Transcribe the records below exactly.

[Data records]
┌────────

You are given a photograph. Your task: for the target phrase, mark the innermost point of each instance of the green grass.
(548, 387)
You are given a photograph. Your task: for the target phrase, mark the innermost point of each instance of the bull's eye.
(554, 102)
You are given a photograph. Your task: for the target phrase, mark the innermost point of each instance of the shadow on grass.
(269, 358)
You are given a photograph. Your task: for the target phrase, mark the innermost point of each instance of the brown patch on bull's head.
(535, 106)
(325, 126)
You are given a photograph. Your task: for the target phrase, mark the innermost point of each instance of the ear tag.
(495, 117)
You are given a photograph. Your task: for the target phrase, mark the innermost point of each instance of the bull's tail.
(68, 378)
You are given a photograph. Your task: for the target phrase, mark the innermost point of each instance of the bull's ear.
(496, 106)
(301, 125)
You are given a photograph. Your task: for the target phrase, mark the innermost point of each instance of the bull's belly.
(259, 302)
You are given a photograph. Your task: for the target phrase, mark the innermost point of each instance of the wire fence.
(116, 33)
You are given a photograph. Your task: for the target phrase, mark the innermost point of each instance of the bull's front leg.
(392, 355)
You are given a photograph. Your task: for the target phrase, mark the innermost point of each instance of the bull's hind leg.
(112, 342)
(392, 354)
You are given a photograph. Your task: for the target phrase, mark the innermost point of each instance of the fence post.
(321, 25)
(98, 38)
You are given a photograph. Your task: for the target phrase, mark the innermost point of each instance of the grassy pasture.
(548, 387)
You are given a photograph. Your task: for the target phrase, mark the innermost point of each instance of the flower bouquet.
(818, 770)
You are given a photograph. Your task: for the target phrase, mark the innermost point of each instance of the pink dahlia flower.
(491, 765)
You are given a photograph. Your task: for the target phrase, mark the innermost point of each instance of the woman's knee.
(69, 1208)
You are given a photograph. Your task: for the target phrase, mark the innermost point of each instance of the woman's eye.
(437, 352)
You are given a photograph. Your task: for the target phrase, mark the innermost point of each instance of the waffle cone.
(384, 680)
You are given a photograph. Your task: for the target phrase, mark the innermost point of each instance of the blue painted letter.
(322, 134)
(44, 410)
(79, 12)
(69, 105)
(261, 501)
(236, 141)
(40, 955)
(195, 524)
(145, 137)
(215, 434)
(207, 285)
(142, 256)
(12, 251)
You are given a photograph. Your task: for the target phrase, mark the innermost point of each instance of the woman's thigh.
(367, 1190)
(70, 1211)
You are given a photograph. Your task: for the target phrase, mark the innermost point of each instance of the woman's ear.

└────────

→ **Exercise response**:
You are given a photograph. Your task: for the target phrase, mark the innermost point of each instance of the green grass.
(548, 387)
You are given a photograph. Your task: for the target phrase, mark the innermost point of each instance of the bull's eye.
(554, 102)
You are given a photograph. Your task: for the target phrase, mark the innermost point of each instance of the shadow on grass.
(269, 358)
You are given a photograph. Your task: for the target phrase, mark the innermost point of each instance of the brown patch on bull's head.
(535, 106)
(325, 126)
You are given a photograph. Your task: for the target phrase, mark the innermost point of each instance of the ear tag.
(495, 117)
You are given a photograph. Your task: for the target phrase, mark the innermost point of each instance of the bull's tail.
(68, 378)
You are given a photograph. Your task: for the target phrase, mark the innermost point of each instance of the bull's ear.
(496, 106)
(301, 125)
You are given a photograph. Your task: for the target phrase, mark the innermost point of each instance of the bull's belly.
(259, 302)
You are given a photograph. Your task: for the target phrase, mark the innermost point of each instance of the wire fence.
(116, 33)
You are given a photograph. Your task: for the target phrase, mark the innermost point of each instance of the bull's front leg.
(392, 355)
You are given a photograph. Your task: for the target phrase, mark the innermost point of each instance of the bull's hind leg.
(112, 342)
(392, 354)
You are given a photograph. Your task: for the target phrase, mark the innermost point of each instance of the fence post.
(321, 25)
(98, 38)
You are given a photograph. Your task: for the target phrase, mark the innermost point of each instance of the grassy pasture.
(548, 387)
You are given a photograph. Your task: for the target phrase, mark the innermost point of each instance of the flower bouquet.
(818, 770)
You are given a photograph. Your task: for the target phrase, mark the innermost point of each instance of the pink dahlia flower.
(491, 765)
You are given a photograph. Your task: for the target phrase, mark the innermost point of each instance of the woman's knee.
(69, 1208)
You are given a photograph. Your task: for the target phrase, mark the innermost point of each instance of the woman's eye.
(437, 352)
You are given a photograph. Your task: for the target phrase, mark the innermost point of each instance of the waffle cone.
(384, 680)
You are given a photograph. Your task: for the target phrase, mark the innermost point of each instance of the blue painted letter.
(322, 134)
(44, 410)
(79, 12)
(69, 105)
(261, 501)
(236, 141)
(40, 955)
(195, 524)
(145, 137)
(215, 434)
(207, 285)
(142, 256)
(12, 251)
You are given a photograph. Your task: for the target phrase, mark the innermost point of each instance of the woman's thigh.
(367, 1190)
(70, 1211)
You are given a photograph. Your task: for the target phrase, mark the innermost point of each instance of the woman's ear.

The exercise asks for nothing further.